### DOCUMENT SEGMENT
......
Several products have been marketed to use phonophoresis for transdermal drug delivery.

===Other uses===
A potential future application of phonophoresis is to use it with vaccines, as phonophoresis is considered a less painful alternative to needles. Another potential use is in cancer therapeutics; one such application that has been explored is the delivery of cisplatin for patients who have cervical cancer. Genetic skin diseases and wound healing may be assisted by phonophoresis.

== Future potential and other applications ==
Regarding high frequency sonophoresis (HFS), the future potential is very similar to its usage in the past. Many of the treatments involving HFS are topical and regional. Commonly used drugs in these topical applications include anti-inflammatory medications such as cortisol and dexamethasone. However, there has been a notable shift towards using non-steroidal anti-inflammatory drugs (NSAIDs), such as ibuprofen and ketoprofen. NSAIDs commonly cause gastrointestinal side effects such as nausea and heartburn, which can all be bypassed by delivering NSAIDs using sonophoresis. With its credible safety and useful ability in penetrating the stratum corneum, HFS remains an incredibly versatile option for delivering drugs topically. Low frequency sonophoresis (LFS), on the other hand, has a variety of applications that can be built upon in the future. Since LFS is not restricted by its ability to deliver molecules of varying sizes, drugs such as proteins, nanoparticles, and vaccines are all possible targets.
......
### EXERCISE 1
From the passage on phonophoresis, list every drug that is named individually (not a general class).
### EXERCISE 2
Based on the passage on phonophoresis, decide whether each statement agrees with it. Answer yes or no and quote the words that settle it.
(a) Many treatments involving high frequency sonophoresis are topical and regional.
(b) Low frequency sonophoresis is limited to delivering molecules of one size.
(c) Phonophoresis is considered more painful than needles.
### EXERCISE 3
Continue the passage on phonophoresis after its last sentence.

### GIVEN DATA
......
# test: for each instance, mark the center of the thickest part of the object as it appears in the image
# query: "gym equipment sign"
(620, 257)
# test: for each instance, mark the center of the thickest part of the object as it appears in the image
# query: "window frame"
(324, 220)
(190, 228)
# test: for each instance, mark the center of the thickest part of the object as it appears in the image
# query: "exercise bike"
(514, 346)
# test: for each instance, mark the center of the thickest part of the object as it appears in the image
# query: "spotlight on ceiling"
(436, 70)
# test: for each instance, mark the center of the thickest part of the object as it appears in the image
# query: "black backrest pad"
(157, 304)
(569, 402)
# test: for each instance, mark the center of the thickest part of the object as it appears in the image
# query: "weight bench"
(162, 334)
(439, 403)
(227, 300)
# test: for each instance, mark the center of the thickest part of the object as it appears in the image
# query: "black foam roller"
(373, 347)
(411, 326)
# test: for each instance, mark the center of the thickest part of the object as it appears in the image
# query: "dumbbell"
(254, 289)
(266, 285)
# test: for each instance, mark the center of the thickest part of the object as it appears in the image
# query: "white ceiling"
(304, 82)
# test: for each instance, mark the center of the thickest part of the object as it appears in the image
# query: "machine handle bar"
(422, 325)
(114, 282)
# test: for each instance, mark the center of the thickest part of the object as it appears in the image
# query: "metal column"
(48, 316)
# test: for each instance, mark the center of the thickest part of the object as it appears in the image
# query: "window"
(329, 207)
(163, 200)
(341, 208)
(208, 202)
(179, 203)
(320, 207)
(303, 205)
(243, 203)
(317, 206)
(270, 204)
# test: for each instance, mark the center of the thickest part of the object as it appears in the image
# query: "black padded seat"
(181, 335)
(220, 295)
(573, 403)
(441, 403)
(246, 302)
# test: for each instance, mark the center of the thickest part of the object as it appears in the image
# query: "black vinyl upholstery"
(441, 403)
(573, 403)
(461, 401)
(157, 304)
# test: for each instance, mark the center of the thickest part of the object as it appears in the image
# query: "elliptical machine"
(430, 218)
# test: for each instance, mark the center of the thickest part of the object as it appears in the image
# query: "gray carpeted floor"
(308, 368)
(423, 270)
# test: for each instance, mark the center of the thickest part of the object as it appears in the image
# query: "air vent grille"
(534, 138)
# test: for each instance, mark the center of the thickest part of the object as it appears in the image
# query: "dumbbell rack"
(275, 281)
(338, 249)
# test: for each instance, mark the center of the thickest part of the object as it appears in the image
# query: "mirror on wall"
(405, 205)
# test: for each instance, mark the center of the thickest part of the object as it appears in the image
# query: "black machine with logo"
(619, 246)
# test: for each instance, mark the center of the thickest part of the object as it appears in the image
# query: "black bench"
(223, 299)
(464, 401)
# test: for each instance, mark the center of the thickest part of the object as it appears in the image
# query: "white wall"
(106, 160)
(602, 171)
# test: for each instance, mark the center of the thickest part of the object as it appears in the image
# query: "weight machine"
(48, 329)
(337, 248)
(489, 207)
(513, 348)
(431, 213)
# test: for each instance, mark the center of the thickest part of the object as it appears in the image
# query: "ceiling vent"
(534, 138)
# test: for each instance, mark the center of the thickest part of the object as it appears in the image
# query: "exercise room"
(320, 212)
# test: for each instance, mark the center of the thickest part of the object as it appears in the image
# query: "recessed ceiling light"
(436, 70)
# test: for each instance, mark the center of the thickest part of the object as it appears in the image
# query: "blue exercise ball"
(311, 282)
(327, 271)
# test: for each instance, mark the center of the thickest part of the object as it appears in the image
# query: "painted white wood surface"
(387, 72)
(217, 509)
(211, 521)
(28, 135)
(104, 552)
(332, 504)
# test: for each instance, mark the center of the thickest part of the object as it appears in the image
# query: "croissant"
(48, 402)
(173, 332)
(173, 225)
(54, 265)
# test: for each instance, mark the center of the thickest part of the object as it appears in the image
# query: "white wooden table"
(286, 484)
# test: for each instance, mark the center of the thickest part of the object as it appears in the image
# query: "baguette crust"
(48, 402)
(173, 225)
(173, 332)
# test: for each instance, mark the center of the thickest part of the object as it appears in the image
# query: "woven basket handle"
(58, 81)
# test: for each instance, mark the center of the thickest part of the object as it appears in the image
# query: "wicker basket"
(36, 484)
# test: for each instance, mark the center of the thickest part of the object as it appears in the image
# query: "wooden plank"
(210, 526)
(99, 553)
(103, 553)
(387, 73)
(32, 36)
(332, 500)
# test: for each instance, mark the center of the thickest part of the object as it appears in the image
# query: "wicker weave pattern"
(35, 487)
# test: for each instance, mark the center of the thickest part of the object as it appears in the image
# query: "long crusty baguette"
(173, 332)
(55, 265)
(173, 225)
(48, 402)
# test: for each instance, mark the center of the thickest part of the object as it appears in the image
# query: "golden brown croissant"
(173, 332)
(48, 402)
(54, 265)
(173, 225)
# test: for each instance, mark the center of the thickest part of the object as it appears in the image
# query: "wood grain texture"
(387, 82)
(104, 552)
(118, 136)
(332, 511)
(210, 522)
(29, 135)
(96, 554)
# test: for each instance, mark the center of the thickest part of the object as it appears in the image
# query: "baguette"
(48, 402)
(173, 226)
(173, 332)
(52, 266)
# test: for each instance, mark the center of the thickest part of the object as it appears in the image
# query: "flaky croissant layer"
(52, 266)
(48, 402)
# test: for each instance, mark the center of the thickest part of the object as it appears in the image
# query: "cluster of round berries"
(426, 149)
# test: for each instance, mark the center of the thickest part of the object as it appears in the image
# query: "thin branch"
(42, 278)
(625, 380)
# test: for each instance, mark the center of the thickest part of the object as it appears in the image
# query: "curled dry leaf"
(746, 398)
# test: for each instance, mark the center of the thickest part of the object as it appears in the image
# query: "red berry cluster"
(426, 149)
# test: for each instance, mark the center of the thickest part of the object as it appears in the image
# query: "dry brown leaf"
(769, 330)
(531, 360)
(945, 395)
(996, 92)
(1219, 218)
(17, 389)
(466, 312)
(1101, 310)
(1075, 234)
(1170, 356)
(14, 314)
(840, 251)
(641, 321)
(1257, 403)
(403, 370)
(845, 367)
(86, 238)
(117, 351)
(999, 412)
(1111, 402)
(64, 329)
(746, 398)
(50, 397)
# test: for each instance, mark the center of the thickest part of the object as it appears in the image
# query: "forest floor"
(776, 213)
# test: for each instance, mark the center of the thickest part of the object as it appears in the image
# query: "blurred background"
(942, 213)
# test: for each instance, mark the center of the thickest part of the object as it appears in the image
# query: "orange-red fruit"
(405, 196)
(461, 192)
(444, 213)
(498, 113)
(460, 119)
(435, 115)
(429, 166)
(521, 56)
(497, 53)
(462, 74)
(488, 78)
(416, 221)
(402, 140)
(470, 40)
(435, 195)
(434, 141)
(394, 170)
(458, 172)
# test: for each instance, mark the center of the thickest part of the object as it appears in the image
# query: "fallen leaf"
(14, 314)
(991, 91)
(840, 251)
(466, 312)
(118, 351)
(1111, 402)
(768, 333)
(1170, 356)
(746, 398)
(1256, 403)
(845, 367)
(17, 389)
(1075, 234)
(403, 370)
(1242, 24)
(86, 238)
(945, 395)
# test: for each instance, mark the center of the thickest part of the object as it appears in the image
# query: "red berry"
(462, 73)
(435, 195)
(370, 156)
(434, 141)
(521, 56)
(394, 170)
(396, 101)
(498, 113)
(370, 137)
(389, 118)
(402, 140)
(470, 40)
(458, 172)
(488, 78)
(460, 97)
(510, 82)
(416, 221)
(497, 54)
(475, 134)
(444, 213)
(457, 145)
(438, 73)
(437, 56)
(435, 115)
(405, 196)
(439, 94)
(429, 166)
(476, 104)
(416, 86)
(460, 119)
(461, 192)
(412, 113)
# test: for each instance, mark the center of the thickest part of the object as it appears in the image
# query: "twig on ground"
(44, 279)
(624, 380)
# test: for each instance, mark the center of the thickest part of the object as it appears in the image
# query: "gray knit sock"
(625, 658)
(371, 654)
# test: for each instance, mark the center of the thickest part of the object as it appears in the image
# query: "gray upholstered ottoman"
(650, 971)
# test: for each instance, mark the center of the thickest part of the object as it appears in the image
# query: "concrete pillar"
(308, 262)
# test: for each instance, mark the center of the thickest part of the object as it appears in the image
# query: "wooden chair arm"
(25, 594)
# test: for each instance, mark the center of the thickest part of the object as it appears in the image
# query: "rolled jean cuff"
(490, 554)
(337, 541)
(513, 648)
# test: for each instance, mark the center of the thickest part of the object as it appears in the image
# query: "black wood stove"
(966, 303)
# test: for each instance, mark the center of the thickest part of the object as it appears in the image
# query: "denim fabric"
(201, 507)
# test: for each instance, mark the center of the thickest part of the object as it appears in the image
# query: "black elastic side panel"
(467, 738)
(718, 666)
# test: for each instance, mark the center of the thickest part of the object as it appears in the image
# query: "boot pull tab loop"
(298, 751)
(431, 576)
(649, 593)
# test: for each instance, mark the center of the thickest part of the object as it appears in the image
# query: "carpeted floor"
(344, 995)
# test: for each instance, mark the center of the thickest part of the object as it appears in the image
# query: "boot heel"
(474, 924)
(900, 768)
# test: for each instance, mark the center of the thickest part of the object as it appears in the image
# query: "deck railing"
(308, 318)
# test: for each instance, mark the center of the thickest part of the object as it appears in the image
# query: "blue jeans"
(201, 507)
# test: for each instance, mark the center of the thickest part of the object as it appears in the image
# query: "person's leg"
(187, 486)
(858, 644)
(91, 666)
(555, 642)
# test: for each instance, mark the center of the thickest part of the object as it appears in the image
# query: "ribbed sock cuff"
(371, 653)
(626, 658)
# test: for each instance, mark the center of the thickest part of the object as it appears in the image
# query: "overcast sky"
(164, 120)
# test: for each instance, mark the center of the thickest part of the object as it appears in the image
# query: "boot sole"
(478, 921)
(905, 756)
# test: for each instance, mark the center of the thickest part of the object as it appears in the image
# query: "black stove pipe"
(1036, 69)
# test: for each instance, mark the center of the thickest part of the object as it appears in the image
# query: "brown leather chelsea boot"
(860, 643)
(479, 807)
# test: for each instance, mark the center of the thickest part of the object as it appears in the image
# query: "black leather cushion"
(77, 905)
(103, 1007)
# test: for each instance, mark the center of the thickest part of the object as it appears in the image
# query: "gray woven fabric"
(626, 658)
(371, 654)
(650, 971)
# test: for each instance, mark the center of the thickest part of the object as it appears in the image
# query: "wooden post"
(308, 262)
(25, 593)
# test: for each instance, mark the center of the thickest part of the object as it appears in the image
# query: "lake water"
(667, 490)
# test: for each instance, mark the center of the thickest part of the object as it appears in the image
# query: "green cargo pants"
......
### EXPECTED ANSWER 1
cisplatin, cortisol, dexamethasone, ibuprofen, ketoprofen

### EXPECTED ANSWER 2
(a) Yes: "Many of the treatments involving HFS are topical and regional."
(b) No: "Since LFS is not restricted by its ability to deliver molecules of varying sizes"
(c) No: "phonophoresis is considered a less painful alternative to needles."

### EXPECTED ANSWER 3
=== Ocular delivery ===
In previous literature, it has been demonstrated that ocular delivery of drugs can be achieved with high efficacy and minimal invasion. With 20 kHz ultrasound waves at an average temporal intensity of 2 W/cm^2applied every second, the permeability of drugs with varying lipophilicity were investigated, such as atenolol and carteolol, increased by 2.6 and 2.8-fold respectively.

=== Topical gene therapy ===
Topical gene therapy is another area for investigation in combination with sonophoresis. Since there exists a need to enhance gene transfer into cells, sonophoresis has the ability to achieve higher transfection rate through acoustic cavitation. Additionally, there is the advancement of using microbubbles with a contrast agent to diagnostically image the brain, as LFS and cavitation allows for disruption of the blood brain barrier. Gene therapy using ultrasound and microbubbles is also being investigated for ocular disease. In cardiovascular disease, for example, the efficiency of gene therapy can be improved by ultrasound targeted microbubble destruction where a gene-loaded microbubble can be burst to release its contents.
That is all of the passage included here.